[Stored dataset items]
****************
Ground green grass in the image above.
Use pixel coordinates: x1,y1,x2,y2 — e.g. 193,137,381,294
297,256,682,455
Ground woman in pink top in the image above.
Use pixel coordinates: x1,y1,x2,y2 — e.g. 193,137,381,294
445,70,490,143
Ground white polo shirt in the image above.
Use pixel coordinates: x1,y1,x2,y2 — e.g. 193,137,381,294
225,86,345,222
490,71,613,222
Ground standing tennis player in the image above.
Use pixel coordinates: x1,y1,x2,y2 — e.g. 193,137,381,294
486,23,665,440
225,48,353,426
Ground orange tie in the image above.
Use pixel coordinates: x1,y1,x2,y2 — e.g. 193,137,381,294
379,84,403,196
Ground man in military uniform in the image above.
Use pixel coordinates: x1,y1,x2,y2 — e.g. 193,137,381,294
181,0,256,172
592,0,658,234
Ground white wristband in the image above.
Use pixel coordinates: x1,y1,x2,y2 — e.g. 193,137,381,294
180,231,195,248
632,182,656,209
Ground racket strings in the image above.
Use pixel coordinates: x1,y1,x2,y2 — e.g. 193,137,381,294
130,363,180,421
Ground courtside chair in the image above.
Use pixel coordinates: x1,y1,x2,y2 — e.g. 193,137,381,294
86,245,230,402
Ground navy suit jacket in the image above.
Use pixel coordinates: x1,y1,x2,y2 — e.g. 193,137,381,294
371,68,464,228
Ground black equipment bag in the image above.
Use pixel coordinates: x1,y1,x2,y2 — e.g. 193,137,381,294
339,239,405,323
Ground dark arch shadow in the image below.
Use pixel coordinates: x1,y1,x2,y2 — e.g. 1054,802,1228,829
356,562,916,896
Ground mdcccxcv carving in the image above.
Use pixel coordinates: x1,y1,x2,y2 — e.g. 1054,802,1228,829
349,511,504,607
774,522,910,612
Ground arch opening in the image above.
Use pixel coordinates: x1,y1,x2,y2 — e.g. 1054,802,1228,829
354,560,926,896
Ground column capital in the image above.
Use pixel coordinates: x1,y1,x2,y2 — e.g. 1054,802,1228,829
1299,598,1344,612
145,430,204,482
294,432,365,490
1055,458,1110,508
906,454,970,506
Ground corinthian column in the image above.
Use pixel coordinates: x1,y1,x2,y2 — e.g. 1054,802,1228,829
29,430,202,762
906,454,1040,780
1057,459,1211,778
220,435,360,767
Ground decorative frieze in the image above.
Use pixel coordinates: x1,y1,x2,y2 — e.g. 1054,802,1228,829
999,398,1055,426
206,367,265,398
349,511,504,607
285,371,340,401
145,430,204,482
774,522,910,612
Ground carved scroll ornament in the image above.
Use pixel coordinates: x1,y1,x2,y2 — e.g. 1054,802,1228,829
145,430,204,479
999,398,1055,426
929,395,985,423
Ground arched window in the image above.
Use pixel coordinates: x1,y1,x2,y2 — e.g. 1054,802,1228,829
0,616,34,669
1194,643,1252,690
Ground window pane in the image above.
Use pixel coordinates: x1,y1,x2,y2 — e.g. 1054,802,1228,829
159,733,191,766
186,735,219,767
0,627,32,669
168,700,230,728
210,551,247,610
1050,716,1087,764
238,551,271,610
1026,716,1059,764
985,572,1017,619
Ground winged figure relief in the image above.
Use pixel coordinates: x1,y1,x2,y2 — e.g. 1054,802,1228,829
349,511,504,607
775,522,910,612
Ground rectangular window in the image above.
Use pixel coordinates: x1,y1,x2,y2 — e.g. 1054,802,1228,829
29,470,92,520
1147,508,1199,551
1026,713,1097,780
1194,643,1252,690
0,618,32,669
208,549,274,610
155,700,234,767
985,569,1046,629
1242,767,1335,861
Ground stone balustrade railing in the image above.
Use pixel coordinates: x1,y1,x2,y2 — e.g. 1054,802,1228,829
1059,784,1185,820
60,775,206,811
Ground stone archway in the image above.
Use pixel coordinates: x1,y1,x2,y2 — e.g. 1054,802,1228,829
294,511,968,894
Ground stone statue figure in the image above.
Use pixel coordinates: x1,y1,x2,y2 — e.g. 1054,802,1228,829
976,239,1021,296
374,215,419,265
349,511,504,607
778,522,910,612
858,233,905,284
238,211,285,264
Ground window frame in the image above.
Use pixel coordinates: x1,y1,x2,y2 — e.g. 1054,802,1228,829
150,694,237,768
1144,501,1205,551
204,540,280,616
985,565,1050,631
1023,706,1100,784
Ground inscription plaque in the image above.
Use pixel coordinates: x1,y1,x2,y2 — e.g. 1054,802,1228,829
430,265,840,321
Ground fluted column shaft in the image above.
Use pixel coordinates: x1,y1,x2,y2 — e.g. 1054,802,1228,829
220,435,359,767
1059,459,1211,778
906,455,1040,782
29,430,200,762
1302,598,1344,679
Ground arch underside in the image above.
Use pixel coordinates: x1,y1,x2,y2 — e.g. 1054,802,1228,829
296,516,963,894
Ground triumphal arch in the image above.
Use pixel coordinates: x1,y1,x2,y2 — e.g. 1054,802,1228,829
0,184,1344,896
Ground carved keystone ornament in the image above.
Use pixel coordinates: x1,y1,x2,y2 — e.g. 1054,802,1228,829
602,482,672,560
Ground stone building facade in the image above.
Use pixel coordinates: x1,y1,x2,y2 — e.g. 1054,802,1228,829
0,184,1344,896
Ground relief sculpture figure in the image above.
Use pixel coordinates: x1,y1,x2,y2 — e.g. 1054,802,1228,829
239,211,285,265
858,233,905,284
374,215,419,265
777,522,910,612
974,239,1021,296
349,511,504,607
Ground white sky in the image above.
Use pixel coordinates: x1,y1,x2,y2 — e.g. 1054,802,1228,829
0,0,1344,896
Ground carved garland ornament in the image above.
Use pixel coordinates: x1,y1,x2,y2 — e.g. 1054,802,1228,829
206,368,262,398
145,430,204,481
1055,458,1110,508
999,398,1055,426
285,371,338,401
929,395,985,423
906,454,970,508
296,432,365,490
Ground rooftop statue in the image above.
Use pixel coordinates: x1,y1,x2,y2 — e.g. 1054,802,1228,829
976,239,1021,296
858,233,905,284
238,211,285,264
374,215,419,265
****************
● Your instructions:
Show each line from the entries above that contains the word "column".

● Exercise response:
Ground column capital in the image above.
Ground corinthian column in the image above.
Ground fluted column shaft in the image above.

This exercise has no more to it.